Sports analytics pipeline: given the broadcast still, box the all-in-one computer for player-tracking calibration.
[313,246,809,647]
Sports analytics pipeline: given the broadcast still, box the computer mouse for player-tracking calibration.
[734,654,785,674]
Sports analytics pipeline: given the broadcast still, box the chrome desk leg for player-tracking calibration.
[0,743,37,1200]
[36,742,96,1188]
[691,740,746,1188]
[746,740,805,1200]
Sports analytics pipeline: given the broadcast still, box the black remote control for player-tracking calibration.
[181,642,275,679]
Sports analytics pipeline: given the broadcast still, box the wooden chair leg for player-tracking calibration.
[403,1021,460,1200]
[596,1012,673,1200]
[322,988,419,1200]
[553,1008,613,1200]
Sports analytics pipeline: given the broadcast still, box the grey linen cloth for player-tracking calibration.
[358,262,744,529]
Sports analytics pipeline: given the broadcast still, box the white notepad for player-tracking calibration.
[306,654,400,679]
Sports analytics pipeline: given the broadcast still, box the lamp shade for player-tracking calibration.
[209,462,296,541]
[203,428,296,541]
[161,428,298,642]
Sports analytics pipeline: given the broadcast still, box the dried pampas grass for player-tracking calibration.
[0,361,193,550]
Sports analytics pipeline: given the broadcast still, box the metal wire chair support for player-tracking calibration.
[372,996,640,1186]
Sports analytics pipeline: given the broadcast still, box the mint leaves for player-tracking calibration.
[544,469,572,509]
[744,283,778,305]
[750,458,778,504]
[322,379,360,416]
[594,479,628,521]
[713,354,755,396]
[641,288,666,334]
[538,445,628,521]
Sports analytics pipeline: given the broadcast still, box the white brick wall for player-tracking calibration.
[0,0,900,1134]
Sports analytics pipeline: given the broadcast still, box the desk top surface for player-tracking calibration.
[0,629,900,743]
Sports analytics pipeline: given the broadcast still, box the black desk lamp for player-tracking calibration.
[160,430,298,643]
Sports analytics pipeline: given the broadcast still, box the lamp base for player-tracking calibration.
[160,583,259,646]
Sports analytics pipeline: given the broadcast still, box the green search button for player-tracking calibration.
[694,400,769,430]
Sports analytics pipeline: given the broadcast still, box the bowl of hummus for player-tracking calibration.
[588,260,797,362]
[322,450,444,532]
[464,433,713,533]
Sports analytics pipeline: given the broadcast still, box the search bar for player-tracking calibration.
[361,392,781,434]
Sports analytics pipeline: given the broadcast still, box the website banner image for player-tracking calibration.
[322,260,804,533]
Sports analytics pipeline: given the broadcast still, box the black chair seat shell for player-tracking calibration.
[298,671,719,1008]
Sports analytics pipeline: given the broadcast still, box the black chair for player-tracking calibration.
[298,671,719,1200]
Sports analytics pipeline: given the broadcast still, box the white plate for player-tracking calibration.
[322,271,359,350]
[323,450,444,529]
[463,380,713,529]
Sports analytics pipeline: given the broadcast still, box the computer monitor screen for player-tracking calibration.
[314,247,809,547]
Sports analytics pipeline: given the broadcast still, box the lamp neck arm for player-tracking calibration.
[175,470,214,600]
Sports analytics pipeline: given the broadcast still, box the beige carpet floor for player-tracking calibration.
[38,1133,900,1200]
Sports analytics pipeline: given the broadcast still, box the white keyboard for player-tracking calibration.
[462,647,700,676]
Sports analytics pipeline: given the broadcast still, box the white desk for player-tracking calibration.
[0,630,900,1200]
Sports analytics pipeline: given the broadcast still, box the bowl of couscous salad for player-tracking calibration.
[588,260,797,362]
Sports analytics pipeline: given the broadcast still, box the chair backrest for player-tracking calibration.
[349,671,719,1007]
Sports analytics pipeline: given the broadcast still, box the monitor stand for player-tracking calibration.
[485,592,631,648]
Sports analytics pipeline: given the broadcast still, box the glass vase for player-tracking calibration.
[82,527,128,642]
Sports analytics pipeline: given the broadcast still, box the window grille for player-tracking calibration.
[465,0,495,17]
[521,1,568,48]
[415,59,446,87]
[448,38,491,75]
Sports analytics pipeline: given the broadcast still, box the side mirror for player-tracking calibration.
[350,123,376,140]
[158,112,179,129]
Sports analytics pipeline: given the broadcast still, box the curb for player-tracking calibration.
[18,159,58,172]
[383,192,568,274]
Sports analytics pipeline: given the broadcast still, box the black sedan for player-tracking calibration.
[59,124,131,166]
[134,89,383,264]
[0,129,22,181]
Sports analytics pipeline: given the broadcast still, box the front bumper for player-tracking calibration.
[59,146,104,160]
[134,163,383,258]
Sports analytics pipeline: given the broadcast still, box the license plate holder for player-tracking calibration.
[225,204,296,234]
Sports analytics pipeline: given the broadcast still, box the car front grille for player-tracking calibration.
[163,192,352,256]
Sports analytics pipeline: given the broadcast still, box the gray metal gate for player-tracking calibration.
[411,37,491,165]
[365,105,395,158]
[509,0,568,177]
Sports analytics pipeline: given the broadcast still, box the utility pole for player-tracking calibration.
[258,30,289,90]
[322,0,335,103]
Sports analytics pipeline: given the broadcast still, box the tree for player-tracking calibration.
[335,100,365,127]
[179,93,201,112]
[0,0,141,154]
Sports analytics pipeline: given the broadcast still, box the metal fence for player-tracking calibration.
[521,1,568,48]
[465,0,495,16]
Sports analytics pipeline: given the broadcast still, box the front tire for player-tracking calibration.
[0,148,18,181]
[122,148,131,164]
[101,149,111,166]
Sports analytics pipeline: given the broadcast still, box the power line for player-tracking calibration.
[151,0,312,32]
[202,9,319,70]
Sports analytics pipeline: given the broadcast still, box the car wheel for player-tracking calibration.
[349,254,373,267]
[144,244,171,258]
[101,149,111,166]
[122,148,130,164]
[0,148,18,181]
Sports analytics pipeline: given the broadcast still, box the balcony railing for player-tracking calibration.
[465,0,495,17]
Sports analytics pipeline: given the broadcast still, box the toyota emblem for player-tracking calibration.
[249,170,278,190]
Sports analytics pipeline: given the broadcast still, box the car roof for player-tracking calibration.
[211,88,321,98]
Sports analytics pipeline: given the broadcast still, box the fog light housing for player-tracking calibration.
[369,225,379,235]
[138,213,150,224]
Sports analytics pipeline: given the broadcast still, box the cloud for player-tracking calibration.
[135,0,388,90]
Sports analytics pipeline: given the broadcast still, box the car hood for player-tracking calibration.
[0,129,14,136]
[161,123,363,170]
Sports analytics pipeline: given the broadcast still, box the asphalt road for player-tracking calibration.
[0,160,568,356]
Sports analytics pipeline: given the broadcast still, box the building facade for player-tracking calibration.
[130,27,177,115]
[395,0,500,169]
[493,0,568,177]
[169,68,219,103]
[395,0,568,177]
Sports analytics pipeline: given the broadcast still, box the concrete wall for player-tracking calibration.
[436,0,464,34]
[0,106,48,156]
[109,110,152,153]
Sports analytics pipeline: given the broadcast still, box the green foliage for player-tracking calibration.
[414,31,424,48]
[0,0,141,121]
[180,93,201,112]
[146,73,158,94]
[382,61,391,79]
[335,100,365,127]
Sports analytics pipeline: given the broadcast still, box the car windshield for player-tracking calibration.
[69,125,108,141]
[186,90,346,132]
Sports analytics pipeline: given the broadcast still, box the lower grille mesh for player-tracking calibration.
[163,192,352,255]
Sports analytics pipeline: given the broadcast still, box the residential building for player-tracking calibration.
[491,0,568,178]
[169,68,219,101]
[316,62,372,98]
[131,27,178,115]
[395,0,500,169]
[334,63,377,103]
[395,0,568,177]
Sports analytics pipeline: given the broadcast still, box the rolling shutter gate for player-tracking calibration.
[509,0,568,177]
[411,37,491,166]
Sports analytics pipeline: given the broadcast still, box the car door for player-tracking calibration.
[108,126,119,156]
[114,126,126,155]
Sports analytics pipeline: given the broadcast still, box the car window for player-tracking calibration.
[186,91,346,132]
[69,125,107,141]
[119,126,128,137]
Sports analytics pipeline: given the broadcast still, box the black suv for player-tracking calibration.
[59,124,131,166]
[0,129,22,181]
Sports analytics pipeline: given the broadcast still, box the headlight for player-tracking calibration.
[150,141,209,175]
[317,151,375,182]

:::

## Given exercise
Starting from the first line of the rows above, copy each line unchanged and stop after the line that contains "[358,262,744,529]", including it.

## Output of the task
Sports analytics pipeline: given the broadcast still, box the all-in-one computer for player-tracking calibration.
[313,246,809,647]
Sports analytics pipeline: given the broadcast still, box the computer mouse for player-tracking calibration.
[734,654,785,674]
Sports analytics pipeline: given the broadcast still, box the chrome desk leg for player-tracking calibration.
[0,743,37,1200]
[36,742,96,1188]
[691,740,746,1188]
[746,740,805,1200]
Sports analytics pipeline: given the broadcast still, box the black remote control for player-tracking calibration.
[181,642,275,679]
Sports analytics pipeline: given the broadcast still, box the wooden chair leg for player-tracking calibration.
[403,1021,460,1200]
[596,1012,673,1200]
[322,988,419,1200]
[553,1008,613,1200]
Sports analytics pipeline: given the broadcast still, box the grey linen cloth for player-tracking calibration.
[358,262,744,529]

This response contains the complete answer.